En effet, il y était d’abord suggéré la nécessité d’établir un sens qui englobe chaque instant d’une journée comme d’une vie et permet une juste implication dans chaque activité au cours de ces différents moments.
Comment pourrait-on répondre de façon juste dans un temps donné et dans l’activité que nous y menons si, par ailleurs, les autres moments étaient vécus dans une implication excessive?
Par implication excessive, nous entendons ici tout ce qui découle d’un conditionnement, d’émotions perturbatrices, de saisie, d’identification, d’absence à soi et au monde et d’intérêts totalement égocentriques.
Il suffit d’un peu d’observation pour voir que lorsque nous menons notre activité professionnelle, notre esprit est encombré des problèmes affectifs et familiaux. De même, lorsque nous sommes en famille, les soucis liés aux activités professionnelles viennent polluer ces moments.

**DONNÉES:**
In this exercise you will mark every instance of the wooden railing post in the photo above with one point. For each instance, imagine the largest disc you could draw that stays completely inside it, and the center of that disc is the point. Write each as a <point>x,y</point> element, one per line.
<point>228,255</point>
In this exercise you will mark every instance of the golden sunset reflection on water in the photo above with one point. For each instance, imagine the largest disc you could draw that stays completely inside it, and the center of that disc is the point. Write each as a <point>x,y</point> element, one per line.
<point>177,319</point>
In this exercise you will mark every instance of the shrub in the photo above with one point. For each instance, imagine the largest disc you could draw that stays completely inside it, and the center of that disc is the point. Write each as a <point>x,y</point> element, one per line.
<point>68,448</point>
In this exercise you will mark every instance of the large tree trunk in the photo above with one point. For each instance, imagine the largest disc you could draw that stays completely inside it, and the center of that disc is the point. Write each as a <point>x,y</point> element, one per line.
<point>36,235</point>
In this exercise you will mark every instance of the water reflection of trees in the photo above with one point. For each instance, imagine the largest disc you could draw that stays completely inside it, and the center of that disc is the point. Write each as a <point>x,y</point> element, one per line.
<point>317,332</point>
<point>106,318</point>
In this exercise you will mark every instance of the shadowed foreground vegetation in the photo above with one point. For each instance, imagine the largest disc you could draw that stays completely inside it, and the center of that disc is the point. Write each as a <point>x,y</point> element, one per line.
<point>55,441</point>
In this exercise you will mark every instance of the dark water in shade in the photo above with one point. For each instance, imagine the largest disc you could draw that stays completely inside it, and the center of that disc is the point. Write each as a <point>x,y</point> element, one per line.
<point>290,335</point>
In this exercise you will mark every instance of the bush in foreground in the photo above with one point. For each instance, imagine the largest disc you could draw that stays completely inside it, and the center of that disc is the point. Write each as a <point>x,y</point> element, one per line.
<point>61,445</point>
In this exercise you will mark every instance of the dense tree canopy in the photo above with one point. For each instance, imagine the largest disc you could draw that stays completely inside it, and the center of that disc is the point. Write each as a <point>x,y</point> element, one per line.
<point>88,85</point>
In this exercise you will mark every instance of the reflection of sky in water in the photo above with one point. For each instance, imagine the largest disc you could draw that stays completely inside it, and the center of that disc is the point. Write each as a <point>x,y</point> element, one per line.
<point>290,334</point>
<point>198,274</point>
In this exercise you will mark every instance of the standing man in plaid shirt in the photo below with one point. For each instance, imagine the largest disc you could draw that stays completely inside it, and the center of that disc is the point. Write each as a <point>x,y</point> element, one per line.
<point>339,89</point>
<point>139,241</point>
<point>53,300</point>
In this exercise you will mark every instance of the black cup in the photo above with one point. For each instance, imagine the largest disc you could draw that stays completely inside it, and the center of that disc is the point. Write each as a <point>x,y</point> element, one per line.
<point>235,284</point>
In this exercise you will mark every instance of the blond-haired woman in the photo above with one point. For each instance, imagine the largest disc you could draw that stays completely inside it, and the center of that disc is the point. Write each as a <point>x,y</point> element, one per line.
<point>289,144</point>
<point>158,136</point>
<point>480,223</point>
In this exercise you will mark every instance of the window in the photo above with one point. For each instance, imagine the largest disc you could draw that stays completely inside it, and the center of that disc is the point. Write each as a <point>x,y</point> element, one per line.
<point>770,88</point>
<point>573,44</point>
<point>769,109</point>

**CONSIGNE:** Reprenez le texte sur l'implication dans les différents moments de la vie et prolongez-le à la suite de sa dernière phrase.

**RÉSULTAT:**
Tous les moments et toutes les activités sont vécus avec le poids du stress, des émotions, des empreintes qui ne concernent aucunement notre présent et ce que nous sommes censés y faire.
Que ce soit une tâche professionnelle, l’instant de notre endormissement, notre sommeil, nos rêves, manger, respirer, écouter une personne, communiquer, toutes les activités et tous les moments sont recouverts, pollués et engendrent un sentiment d’inaccompli, d’insatisfaction.
Ceci est sans compter les erreurs, les oublis, la partialité et les nombreuses conséquences de pertes d’efficacité et les souffrances que cela entraîne.
Il est donc essentiel de comprendre les mécanismes qui conditionnent les émotions perturbatrices. Voir ce qui permet leur inscription et leurs rémanences dans les moments et activités où elles perturbent notre sentiment d’être. Voir aussi quelle réponse juste nous pouvons apporter à ce qui est présent, cela est indispensable et sage. Cela dépend du fait que la conscience présente ne soit pas recouverte et conditionnée négativement par des conflits passés.
Si nous comprenons comment s’inscrivent en l’esprit les empreintes négatives, il nous devient possible de rassembler volontairement et consciemment les conditions qui vont permettre d’ensemencer cet esprit de façon positive.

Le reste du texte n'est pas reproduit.